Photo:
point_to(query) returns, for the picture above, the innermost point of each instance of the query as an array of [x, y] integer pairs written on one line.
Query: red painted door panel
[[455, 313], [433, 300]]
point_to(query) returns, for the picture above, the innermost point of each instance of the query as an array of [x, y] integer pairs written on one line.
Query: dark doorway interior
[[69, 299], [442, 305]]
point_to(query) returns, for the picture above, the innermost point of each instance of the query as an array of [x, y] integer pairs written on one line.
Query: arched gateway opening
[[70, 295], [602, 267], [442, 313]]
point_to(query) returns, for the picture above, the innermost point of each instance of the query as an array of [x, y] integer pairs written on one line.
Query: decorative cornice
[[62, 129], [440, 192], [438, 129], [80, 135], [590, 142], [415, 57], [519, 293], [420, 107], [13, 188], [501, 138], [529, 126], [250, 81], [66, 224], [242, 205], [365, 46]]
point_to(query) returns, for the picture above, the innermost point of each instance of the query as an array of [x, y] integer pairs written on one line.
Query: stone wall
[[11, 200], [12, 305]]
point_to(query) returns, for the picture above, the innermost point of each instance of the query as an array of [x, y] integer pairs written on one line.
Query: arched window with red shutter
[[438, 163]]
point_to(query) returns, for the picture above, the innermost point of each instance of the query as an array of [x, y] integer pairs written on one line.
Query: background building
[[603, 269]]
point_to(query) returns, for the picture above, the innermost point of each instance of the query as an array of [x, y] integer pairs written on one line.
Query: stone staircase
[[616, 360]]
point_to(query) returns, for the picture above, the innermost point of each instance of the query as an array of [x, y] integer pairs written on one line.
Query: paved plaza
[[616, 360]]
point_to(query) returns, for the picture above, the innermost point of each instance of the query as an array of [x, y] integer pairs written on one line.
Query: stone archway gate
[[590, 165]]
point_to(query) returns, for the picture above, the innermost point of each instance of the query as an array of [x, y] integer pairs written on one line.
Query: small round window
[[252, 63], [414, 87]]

------------------------------------------------------------

Only a verbatim transcription of the lines from the one containing "Query: stone staircase" through the last line of the records counts as the answer.

§ **Output**
Query: stone staircase
[[616, 360]]
point_to(query) returns, for the picture above, the innermost point of each instance of the query as an array of [x, y] integer pairs written on one line.
Query: paved plaza
[[616, 360]]
point_to(query) returns, for the picture above, the innermost point of each instance of the query as an array of [x, y] integer pairs written on one line.
Query: stone archway gate
[[590, 165]]
point_to(query) returns, for the picture above, the innermost point of each instance of the query as an array of [x, y] integer pairs written on one line.
Query: small round window
[[252, 63], [414, 87]]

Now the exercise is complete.